(Excerpt)
By , Editor-In-ChiefGary's BioWrite Gary

The question is simple: Who got the better end of the deal, Ford or Tata Motors in the sale to the latter of the Jaguar Land Rover operations?  Is it possible that the answer is “Neither”?

Essentially, the deal is that Tata will pay Ford $2.3-billion.  However, Ford will contribute approximately $600-million to the Jaguar Land Rover pension plans.  Which means, of course, that there’s a good bit of money that’s being taken out of that $2.3 billion.

However, according to the official news release from Ford, the Blue Oval “will continue to supply Jaguar Land Rover for differing periods with powertrains, stampings and other vehicle components, in addition to a variety of technologies, such as environmental and platform technologies.  Ford also has committed to provide engineering support, including research and development, plus information technology, accounting and other services.

“In addition, Ford Motor Credit Company will provide financing for Jaguar and Land Rover dealers and customers during a transitional period, which can vary by market, of up to 12 months.”

Now we can only hope that Ford is going to be making some money while working as a supplier to Tata Motors with the powertrains, stamping and whatnot, as well as for the engineering and other services being provided.  (Isn’t this a bit odd—the Dearborn-based company providing IT services to a Mumbai-based Tata.)

So how did the two brands do last year in U.S. sales?  Looking at 2007 sales, Jaguar sold a total of 15,683 vehicles in the U.S.  That is not a typo.  There is no zero missing from that number.  Just shy of 16,000 units for the entire year.  By comparison, Ford sold 55,069 F-Series pickups in the month of December, 2007, alone, and that number is off by 22% compared to year-earlier sales.  On an annual basis, Ford sold more Crown Vics in 2007 than Jaguars, 60,901, or nearly four times as many XJs, S-Types, X-Types, and XKs combined.

The Land Rover brand did better in U.S. sales for 2007, with a total of 49,550 vehicles being shifted, which was actually a 3.7% improvement over 2006 sales, whereas Jag ’07 sales were down 24.2% compared to the previous year.  Still, the annual Land Rover sales in the U.S. in ’07 are less than the sales of the Mercury Grand Marquis, which were at 50,664 in ’07.

Of course, the U.S. is not the rest of the world.  Presumably, when Ratan N. Tata, chairman of Tata Sons and Tata Motors, said, “We are very pleased at the prospect of Jaguar and Land Rover being a significant part of our automotive business,” he was thinking in the context of places other than the U.S.  Tata Motors, India’s largest auto company, builds cars, buses and trucks, and markets them in the Middle East, South Asia, Southeast Asia, and South America.  It has a joint venture with Fiat to build cars, engines and transmission in India; it distributes Fiat cars in India.  It is associated with Daewoo in South Korea though Tata Daewoo Commercial Vehicle; owns 21% of a Spanish bus coach manufacturer, Hispano Carrocera; has a joint venture with a Brazilian bus coach manufacturer Marcopolo; and has a joint venture with Thailand-based Thonburi Automotive to produce and sell pickups in Thailand.  While it numbers things like the Indigo XL among its Indian-based passenger cars and the Sumo Grande among its SUVs, the likes of the Jaguar XF and the Range Rover are certainly remarkable additions.

(Data excerpts)
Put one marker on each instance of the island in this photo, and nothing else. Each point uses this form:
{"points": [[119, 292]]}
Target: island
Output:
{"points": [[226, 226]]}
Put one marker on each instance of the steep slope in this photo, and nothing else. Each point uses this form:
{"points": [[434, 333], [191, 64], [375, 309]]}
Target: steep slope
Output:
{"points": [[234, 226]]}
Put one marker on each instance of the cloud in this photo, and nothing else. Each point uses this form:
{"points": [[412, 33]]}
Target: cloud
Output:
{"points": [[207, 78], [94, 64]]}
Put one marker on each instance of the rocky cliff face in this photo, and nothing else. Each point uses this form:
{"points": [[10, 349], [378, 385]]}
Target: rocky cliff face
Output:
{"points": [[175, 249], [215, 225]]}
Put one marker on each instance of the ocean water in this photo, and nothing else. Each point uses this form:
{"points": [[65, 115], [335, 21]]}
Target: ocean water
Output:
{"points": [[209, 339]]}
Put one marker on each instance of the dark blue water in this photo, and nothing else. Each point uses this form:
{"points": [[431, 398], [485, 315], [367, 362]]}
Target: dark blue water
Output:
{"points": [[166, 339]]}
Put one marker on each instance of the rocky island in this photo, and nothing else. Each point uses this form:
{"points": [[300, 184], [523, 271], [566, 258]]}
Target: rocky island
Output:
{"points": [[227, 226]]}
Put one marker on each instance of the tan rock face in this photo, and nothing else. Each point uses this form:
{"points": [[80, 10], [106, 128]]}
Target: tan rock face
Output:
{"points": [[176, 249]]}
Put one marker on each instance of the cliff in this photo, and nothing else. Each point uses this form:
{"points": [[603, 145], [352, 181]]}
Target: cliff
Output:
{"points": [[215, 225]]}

(The problem) Reproduce word for word the stretch of the Jaguar Land Rover sale article from "Now we can only" through "a Mumbai-based Tata.)".

(Response)
Now we can only hope that Ford is going to be making some money while working as a supplier to Tata Motors with the powertrains, stamping and whatnot, as well as for the engineering and other services being provided.  (Isn’t this a bit odd—the Dearborn-based company providing IT services to a Mumbai-based Tata.)